##### Page text
How to analyze query performance characteristics in SQL Server

Introduction

There is a maxim that comes from the world of Python programming: “There should be one – and preferably only one – obvious way to do it.” (See The Zen of Python) in the references. While that is a good goal for any language, it is a difficult goal to achieve. T-SQL is no exception here!

Consider a simple problem: You have a customer transaction table with dated rows. You are asked to produce a list of the top transactions per day. “Top” could be defined as the one with the most items, the highest value, the most important customer or a variety of other criteria. However, you define it, at some point, you will want the maximum (or minimum) value of one of the columns. Then you will want to output the entire row (or rows, in the case of a tie) matching that value. Sounds simple, right? Well, it actually is simple, but the number of ways to do it may surprise you!

This article will look at the various ways to construct such a query and analyze each one for its performance characteristics. The goal is not so much about picking a winner as it is to learn how to analyze queries using a tool like ApexSQL Plan.

The transaction table

Let’s consider a simple transaction table. In all likelihood yours will be more complicated than this one, but it will suffice for the examples and analysis that follows.

CREATE TABLE [dbo].[Transactions] (
	[TransactionID] [bigint] IDENTITY(1, 1) NOT NULL
	,[CustomerID] [bigint] NOT NULL
	,[Transactiontype] [tinyint] NOT NULL
	,[TransactionTime] [datetime] NOT NULL
	,[TransactionAmount] [money] NOT NULL
	) ON [PRIMARY]

CREATE CLUSTERED INDEX [IX_Transactions_TransactionID] ON [dbo].[Transactions] ([TransactionID] ASC)

I’ll use ApexSQL Generate to populate this table with 100,000 rows, choosing random values except for the identity column, which is assigned by SQL Server.
##########
_To-do list_
1 - Answer these from the SQL Server article:
(a) Which programming world does the opening maxim come from?
(b) On which column is the clustered index created?
(c) How many rows are used to populate the table?
2 - Rewrite the paragraph of the SQL Server article beginning "Consider a simple problem" as a short list.
The entries have no connection to the SQL Server article.
##### Listed entries
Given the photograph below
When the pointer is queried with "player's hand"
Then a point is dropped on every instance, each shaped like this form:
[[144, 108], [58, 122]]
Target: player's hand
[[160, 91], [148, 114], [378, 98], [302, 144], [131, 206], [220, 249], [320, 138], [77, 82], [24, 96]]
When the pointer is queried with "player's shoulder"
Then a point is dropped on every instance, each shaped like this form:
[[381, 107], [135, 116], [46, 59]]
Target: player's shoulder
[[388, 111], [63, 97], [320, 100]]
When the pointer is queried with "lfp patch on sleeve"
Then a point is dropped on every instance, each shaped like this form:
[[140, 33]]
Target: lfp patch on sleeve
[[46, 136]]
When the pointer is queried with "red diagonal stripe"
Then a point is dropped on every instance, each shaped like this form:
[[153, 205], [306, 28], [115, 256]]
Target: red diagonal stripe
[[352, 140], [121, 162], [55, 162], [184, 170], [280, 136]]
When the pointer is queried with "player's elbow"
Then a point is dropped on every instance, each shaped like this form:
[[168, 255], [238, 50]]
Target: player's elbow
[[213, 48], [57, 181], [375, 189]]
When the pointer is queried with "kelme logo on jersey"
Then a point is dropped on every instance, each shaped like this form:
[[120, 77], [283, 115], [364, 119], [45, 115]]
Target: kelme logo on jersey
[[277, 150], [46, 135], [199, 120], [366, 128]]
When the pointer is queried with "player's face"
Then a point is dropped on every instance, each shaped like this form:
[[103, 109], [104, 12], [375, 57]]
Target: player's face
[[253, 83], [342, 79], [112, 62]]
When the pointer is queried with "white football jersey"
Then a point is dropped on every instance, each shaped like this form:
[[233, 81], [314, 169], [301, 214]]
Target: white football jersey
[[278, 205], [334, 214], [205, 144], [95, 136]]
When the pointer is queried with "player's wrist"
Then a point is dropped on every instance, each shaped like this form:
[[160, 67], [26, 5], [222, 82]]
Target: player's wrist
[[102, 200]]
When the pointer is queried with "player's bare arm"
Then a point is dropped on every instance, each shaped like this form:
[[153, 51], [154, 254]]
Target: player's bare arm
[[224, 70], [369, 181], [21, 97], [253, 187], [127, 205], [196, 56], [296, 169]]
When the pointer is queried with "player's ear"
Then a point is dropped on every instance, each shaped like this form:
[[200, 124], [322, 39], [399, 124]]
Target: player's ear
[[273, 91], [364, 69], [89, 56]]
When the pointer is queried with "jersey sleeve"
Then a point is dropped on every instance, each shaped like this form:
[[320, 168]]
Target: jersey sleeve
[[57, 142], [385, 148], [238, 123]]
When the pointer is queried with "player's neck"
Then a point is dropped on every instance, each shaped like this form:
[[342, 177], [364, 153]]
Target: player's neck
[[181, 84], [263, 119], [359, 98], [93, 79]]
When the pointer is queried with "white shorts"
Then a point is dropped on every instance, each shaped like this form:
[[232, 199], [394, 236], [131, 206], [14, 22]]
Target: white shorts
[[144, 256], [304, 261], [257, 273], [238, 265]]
##########
_Solutions per task_
1 -
(a) Python programming
(b) TransactionID
(c) 100,000

2 -
- Setting: a customer transaction table with dated rows.
- Task: list the top transactions per day.
- "Top" can mean the most items, the highest value, the most important customer or other criteria.
- In every case you need the maximum (or minimum) value of one column.
- Then you output the entire row matching that value, or several rows if there is a tie.
- The problem is simple, but there are surprisingly many ways to solve it.